- _Passage to read_:
###
# little white "wormlike" things in my viv



## tincubus (Apr 9, 2010)

i have some small (around 1/4 to 1/2 an inch in lengh, white, very thin "wormlike" creatures on my glass in my viv. are these worms and are they harmful to my darts? any help would be great.

thanks,
dave


----------



## ChrisK (Oct 28, 2008)

If your frogs are pumilio or thumbs, they will eat those worms. Otherwise they're usually harmless, they're only on moist surfaces right?


----------



## Bcs TX (Sep 13, 2008)

Hi Dave,
they are common and I have seen them in my viv's with no ill effects to my frogs or plants. My leucs go after them like crazy.

-Beth


----------



## tincubus (Apr 9, 2010)

ok thanks for the info guys.


----------



## MeiKVR6 (Sep 16, 2008)

They are likely nematodes... 99% of nematode species aren't harmful to your vivarium - most species are beneficial. 

soil-inhabiting nematodes - Phylum Nematoda

Have a read. They are nearly impossible to remove from a vivarium - as unpleasant as they look - they are generally a good thing.


----------



## tincubus (Apr 9, 2010)

i acually like the whey they look. just saw one of the colbalts eat one right off the front glass! thanks


----------
###
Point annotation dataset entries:
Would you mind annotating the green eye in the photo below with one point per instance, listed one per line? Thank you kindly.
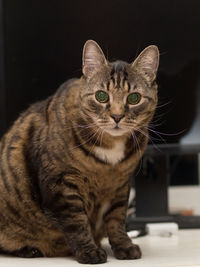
(134, 98)
(102, 96)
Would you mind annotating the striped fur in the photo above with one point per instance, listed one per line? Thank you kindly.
(61, 187)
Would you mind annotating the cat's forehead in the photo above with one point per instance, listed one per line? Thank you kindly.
(117, 77)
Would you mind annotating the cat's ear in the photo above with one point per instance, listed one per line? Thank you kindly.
(93, 58)
(147, 62)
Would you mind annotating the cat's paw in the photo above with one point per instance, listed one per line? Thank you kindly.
(93, 256)
(129, 253)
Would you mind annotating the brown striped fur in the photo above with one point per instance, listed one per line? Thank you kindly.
(65, 171)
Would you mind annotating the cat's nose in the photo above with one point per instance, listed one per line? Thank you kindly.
(117, 117)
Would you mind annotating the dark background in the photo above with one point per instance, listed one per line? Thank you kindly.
(41, 46)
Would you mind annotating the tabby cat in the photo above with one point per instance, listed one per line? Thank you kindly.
(66, 162)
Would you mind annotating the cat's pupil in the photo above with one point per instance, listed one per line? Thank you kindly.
(102, 96)
(134, 98)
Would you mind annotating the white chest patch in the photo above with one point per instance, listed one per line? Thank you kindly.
(113, 155)
(101, 213)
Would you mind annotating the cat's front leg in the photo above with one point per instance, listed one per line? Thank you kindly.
(114, 219)
(65, 205)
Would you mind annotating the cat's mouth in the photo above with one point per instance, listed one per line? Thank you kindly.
(115, 130)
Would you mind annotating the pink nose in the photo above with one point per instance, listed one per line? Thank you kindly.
(117, 117)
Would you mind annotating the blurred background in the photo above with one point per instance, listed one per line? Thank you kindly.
(41, 46)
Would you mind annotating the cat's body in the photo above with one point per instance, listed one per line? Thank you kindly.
(64, 182)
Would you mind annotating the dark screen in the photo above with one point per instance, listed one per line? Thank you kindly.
(43, 43)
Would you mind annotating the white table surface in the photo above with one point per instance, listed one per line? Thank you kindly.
(182, 250)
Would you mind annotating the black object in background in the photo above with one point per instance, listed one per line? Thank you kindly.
(42, 42)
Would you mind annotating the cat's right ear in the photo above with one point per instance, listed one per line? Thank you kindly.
(93, 59)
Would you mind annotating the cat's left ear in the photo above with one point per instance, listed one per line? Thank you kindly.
(147, 62)
(93, 58)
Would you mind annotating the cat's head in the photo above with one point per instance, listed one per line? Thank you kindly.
(119, 97)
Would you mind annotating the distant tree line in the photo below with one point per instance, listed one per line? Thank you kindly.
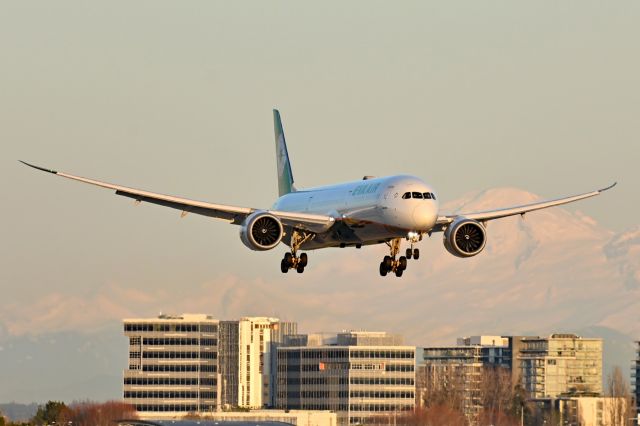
(78, 414)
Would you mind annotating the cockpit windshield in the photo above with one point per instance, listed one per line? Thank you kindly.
(419, 195)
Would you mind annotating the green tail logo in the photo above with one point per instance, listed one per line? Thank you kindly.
(285, 176)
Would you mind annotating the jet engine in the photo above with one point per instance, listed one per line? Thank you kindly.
(261, 231)
(465, 237)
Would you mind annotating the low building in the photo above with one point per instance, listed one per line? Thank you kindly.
(591, 411)
(248, 418)
(173, 364)
(361, 376)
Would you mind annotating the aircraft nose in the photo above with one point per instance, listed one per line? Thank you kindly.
(425, 215)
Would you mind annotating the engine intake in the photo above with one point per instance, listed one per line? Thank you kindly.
(261, 231)
(465, 237)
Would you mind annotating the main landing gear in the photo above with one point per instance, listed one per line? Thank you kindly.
(390, 264)
(291, 260)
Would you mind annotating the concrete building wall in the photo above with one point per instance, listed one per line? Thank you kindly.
(173, 364)
(561, 365)
(357, 382)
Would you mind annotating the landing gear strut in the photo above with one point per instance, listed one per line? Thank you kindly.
(390, 264)
(291, 260)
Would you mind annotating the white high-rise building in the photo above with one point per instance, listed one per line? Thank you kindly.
(257, 339)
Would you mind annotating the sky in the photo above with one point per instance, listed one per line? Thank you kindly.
(176, 98)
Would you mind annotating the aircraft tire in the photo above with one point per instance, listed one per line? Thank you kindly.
(288, 257)
(403, 263)
(383, 269)
(387, 263)
(284, 266)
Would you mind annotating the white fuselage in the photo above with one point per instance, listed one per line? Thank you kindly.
(367, 211)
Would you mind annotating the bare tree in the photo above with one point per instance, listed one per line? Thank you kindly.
(618, 407)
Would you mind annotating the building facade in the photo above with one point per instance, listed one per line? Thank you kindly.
(228, 359)
(458, 371)
(258, 338)
(635, 379)
(173, 364)
(358, 381)
(561, 365)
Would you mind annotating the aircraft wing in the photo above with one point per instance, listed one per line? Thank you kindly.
(512, 211)
(236, 215)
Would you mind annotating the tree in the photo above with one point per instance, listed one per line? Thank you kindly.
(50, 413)
(96, 414)
(619, 405)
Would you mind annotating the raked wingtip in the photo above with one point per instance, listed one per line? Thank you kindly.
(608, 187)
(38, 167)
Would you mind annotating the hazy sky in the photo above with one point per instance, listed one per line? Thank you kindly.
(176, 97)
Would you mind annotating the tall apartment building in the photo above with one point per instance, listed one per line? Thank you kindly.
(561, 365)
(173, 364)
(258, 338)
(635, 379)
(228, 360)
(360, 376)
(458, 371)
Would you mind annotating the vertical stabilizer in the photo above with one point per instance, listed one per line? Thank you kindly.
(285, 177)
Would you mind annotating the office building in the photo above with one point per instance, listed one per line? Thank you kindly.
(561, 365)
(635, 379)
(359, 375)
(228, 360)
(457, 371)
(173, 364)
(258, 338)
(590, 411)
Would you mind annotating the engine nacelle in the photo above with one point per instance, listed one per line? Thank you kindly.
(465, 237)
(261, 231)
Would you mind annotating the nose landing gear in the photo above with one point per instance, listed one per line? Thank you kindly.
(293, 262)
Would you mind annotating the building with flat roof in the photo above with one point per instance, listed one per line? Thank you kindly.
(561, 365)
(358, 381)
(635, 379)
(258, 338)
(458, 371)
(173, 364)
(591, 411)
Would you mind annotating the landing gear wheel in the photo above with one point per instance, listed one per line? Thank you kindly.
(383, 269)
(288, 257)
(284, 266)
(402, 263)
(388, 262)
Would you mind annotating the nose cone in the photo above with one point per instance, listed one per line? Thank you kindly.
(425, 215)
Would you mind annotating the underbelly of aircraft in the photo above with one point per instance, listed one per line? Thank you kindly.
(342, 234)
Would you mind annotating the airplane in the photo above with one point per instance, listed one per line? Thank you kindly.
(374, 210)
###
- _Your objective_:
In the forum thread about white worms in a vivarium, what does MeiKVR6 say the creatures likely are?

- _Output below_:
Nematodes.